Could you rewrite the records below with "one dot per instance" changed to "one point per instance" everywhere it occurs and nothing else altered?
## start Exercise input
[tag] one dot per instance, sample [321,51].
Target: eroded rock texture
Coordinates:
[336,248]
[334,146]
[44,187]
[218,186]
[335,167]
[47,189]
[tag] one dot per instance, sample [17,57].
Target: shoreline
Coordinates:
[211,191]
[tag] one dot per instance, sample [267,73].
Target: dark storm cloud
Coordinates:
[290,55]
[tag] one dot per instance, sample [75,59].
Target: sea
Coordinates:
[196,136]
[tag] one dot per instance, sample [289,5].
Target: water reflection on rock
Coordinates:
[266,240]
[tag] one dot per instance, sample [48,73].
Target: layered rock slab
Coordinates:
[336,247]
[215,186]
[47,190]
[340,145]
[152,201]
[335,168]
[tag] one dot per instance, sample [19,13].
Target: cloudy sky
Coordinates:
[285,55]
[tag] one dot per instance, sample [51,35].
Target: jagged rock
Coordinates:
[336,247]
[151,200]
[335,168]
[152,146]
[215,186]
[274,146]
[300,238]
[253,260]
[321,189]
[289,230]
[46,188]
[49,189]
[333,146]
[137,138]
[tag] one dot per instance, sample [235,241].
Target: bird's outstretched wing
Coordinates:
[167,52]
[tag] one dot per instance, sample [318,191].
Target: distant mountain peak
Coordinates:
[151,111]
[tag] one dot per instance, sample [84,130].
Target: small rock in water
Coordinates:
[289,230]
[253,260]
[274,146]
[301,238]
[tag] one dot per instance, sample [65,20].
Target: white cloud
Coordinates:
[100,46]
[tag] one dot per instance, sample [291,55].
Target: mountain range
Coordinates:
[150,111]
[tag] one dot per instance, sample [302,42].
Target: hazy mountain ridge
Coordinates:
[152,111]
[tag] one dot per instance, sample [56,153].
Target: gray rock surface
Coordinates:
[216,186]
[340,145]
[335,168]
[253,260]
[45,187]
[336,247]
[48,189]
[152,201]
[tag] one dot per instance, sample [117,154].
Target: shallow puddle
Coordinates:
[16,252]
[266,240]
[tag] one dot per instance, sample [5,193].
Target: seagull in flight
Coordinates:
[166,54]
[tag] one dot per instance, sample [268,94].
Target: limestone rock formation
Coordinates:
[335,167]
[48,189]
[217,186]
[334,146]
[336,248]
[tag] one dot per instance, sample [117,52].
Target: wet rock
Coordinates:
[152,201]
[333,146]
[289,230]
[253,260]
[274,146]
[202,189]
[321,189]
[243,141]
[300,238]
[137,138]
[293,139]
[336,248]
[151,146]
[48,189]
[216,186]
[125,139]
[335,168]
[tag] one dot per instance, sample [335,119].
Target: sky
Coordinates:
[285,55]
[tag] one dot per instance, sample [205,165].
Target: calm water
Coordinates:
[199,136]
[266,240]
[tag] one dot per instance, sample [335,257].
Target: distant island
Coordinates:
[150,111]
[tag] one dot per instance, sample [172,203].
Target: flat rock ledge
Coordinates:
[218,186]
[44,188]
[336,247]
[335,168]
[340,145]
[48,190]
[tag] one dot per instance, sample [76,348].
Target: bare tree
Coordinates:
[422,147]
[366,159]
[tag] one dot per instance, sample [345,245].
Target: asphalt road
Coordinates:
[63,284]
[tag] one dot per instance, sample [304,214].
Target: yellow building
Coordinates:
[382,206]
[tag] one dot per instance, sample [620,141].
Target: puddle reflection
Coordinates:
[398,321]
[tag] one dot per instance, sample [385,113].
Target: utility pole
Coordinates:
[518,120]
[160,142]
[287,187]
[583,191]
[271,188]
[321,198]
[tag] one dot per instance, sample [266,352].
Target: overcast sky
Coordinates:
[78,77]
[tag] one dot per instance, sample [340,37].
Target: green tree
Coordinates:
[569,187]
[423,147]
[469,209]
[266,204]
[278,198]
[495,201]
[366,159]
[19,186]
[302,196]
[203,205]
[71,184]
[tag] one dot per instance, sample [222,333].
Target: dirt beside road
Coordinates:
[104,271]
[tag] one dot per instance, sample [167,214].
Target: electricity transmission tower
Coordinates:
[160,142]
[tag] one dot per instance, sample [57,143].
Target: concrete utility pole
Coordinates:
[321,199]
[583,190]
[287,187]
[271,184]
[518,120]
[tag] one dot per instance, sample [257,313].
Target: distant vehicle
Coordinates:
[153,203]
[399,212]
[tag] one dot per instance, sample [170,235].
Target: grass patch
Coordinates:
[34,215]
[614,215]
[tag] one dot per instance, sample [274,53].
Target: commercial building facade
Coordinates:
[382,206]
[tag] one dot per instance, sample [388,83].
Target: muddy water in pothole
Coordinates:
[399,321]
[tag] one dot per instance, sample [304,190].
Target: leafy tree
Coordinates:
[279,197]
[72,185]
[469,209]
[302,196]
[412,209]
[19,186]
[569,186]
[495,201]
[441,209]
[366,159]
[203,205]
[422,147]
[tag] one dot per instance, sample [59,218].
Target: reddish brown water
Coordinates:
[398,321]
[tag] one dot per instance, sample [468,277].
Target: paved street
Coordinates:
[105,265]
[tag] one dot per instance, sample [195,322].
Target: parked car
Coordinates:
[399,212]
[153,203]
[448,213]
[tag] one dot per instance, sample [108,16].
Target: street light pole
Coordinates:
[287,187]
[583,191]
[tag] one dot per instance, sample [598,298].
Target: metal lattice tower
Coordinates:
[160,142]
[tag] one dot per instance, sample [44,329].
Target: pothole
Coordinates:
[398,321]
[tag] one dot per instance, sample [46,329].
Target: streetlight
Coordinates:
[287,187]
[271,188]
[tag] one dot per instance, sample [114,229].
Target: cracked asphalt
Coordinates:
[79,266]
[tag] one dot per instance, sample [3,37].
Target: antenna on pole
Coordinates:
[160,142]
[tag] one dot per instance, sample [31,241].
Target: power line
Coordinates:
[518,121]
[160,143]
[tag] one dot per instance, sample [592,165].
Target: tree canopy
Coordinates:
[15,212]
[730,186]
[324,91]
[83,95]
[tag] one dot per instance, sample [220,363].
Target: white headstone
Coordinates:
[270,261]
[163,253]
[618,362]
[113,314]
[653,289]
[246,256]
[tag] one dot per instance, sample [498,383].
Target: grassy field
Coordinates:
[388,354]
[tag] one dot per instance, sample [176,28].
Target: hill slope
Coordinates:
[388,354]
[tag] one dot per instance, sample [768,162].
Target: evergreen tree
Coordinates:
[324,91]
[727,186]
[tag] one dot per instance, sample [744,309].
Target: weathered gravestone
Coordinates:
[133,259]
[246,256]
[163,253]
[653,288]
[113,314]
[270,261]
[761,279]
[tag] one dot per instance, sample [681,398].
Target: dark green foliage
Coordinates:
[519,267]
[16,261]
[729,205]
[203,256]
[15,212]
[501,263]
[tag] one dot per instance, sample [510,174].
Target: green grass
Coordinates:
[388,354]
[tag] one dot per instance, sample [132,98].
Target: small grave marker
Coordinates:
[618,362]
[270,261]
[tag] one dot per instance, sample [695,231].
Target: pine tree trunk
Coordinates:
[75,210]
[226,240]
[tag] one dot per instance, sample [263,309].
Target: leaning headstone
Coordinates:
## end Exercise input
- Exercise answer:
[tag] one point per instance, sample [321,51].
Target: eroded rock texture
Coordinates:
[336,248]
[334,146]
[44,187]
[218,186]
[335,167]
[47,189]
[tag] one point per instance, sample [17,57].
Target: shoreline
Coordinates:
[211,191]
[tag] one point per instance, sample [267,73].
Target: dark storm cloud
Coordinates:
[290,55]
[tag] one point per instance, sample [75,59].
Target: sea
Coordinates:
[196,136]
[tag] one point per instance, sample [289,5].
Target: water reflection on rock
Coordinates:
[266,240]
[tag] one point per instance, sample [48,73].
Target: layered rock slab
Coordinates:
[336,247]
[215,186]
[47,190]
[340,145]
[152,201]
[335,168]
[tag] one point per instance, sample [19,13].
Target: cloudy sky
Coordinates:
[285,55]
[tag] one point per instance, sample [51,35].
Target: jagged rock
Coordinates:
[336,247]
[151,200]
[335,168]
[152,146]
[215,186]
[274,146]
[300,238]
[253,260]
[321,189]
[289,230]
[46,188]
[49,189]
[333,146]
[137,138]
[tag] one point per instance, sample [235,241].
Target: bird's outstretched wing
Coordinates:
[167,52]
[tag] one point per instance, sample [318,191].
Target: distant mountain peak
Coordinates:
[151,111]
[tag] one point per instance, sample [84,130].
Target: small rock in water
Coordinates:
[289,230]
[253,260]
[274,146]
[301,238]
[tag] one point per instance, sample [65,20].
Target: white cloud
Coordinates:
[100,46]
[tag] one point per instance, sample [291,55].
Target: mountain range
Coordinates:
[150,111]
[tag] one point per instance, sample [302,42].
Target: hazy mountain ridge
Coordinates:
[152,111]
[tag] one point per instance, sample [56,153].
Target: gray rock surface
Coordinates:
[216,186]
[340,145]
[335,168]
[253,260]
[45,187]
[336,247]
[48,189]
[152,201]
[tag] one point per instance, sample [117,154].
Target: shallow puddle
Coordinates:
[16,252]
[266,240]
[tag] one point per instance, sample [5,193].
Target: seagull in flight
Coordinates:
[166,54]
[tag] one point per instance, sample [268,94].
Target: limestone rock formation
Coordinates:
[335,167]
[48,189]
[217,186]
[334,146]
[336,248]
[tag] one point per instance, sample [117,52].
Target: wet rock
Coordinates:
[152,201]
[333,146]
[289,230]
[253,260]
[274,146]
[202,189]
[321,189]
[243,141]
[300,238]
[137,138]
[293,139]
[336,248]
[151,146]
[48,189]
[216,186]
[125,139]
[335,168]
[tag] one point per instance, sample [335,119].
Target: sky
Coordinates:
[285,55]
[tag] one point per instance, sample [205,165].
Target: calm water
Coordinates:
[199,136]
[266,240]
[tag] one point per instance, sample [335,257].
Target: distant island
Coordinates:
[150,111]
[tag] one point per instance, sample [172,203].
Target: flat rock ledge
Coordinates:
[218,186]
[44,188]
[336,247]
[335,168]
[340,145]
[48,190]
[tag] one point per instance, sample [76,348].
Target: bare tree
Coordinates:
[422,147]
[366,159]
[tag] one point per instance, sample [345,245].
Target: asphalt road
Coordinates:
[63,284]
[tag] one point per instance, sample [304,214].
Target: yellow building
Coordinates:
[382,206]
[tag] one point per instance, sample [620,141].
Target: puddle reflection
Coordinates:
[398,321]
[tag] one point per instance, sample [385,113].
Target: utility pole
Coordinates:
[518,120]
[160,142]
[287,187]
[583,191]
[271,188]
[321,198]
[tag] one point per instance, sample [266,352].
Target: overcast sky
Coordinates:
[78,77]
[tag] one point per instance, sample [340,37].
Target: green tree
Coordinates:
[569,187]
[423,147]
[469,209]
[266,204]
[278,198]
[495,201]
[366,159]
[19,186]
[302,196]
[203,205]
[71,184]
[tag] one point per instance, sample [222,333].
Target: dirt beside road
Coordinates:
[104,271]
[tag] one point per instance, sample [167,214].
Target: electricity transmission tower
Coordinates:
[160,142]
[tag] one point per instance, sample [57,143].
Target: concrete utility pole
Coordinates:
[321,199]
[583,190]
[287,187]
[271,184]
[518,120]
[tag] one point per instance, sample [257,313].
Target: distant vehicle
Coordinates:
[153,203]
[399,212]
[tag] one point per instance, sample [170,235].
Target: grass patch
Coordinates:
[34,215]
[614,215]
[tag] one point per instance, sample [274,53].
Target: commercial building facade
Coordinates:
[382,206]
[tag] one point per instance, sample [388,83].
Target: muddy water in pothole
Coordinates:
[399,321]
[tag] one point per instance, sample [304,190].
Target: leafy tree
Coordinates:
[279,197]
[72,185]
[469,209]
[302,196]
[412,209]
[19,186]
[569,186]
[495,201]
[441,209]
[366,159]
[203,205]
[422,147]
[tag] one point per instance, sample [59,218].
Target: reddish brown water
Coordinates:
[398,321]
[tag] one point per instance, sample [468,277].
Target: paved street
Coordinates:
[105,265]
[tag] one point per instance, sample [195,322].
Target: parked car
Coordinates:
[399,212]
[153,203]
[448,213]
[tag] one point per instance, sample [108,16].
Target: street light pole
Coordinates:
[287,187]
[583,191]
[tag] one point per instance, sample [598,298].
Target: metal lattice tower
Coordinates:
[160,142]
[tag] one point per instance, sample [44,329].
Target: pothole
Coordinates:
[398,321]
[tag] one point per instance, sample [46,329].
Target: streetlight
Coordinates:
[287,187]
[271,188]
[tag] one point per instance, sample [114,229].
Target: cracked asphalt
Coordinates:
[79,266]
[tag] one point per instance, sample [3,37].
Target: antenna on pole
Coordinates:
[160,142]
[tag] one point per instance, sample [31,241].
Target: power line
Coordinates:
[518,121]
[160,143]
[tag] one point per instance, sample [592,165].
Target: tree canopy
Coordinates:
[15,212]
[730,186]
[324,91]
[83,95]
[tag] one point per instance, sample [220,363].
Target: white headstone
Coordinates:
[270,261]
[163,253]
[618,362]
[113,314]
[653,289]
[246,256]
[tag] one point per instance, sample [498,383].
Target: grassy field
Coordinates:
[388,354]
[tag] one point per instance, sample [176,28].
Target: hill slope
Coordinates:
[388,354]
[tag] one point per instance, sample [768,162].
Target: evergreen tree
Coordinates:
[324,91]
[727,186]
[tag] one point per instance, sample [744,309].
Target: weathered gravestone
Coordinates:
[133,259]
[246,256]
[163,253]
[653,288]
[113,314]
[270,261]
[761,279]
[tag] one point per instance, sample [681,398].
Target: dark green foliage
Coordinates:
[519,267]
[16,261]
[729,205]
[203,256]
[15,212]
[501,263]
[tag] one point per instance, sample [510,174].
Target: green grass
Coordinates:
[388,354]
[tag] one point per instance, sample [132,98].
Target: small grave marker
Coordinates:
[618,362]
[270,261]
[tag] one point per instance, sample [695,231].
Target: pine tree trunk
Coordinates:
[75,210]
[226,240]
[tag] one point per instance, sample [263,309].
Target: leaning headstone
Coordinates:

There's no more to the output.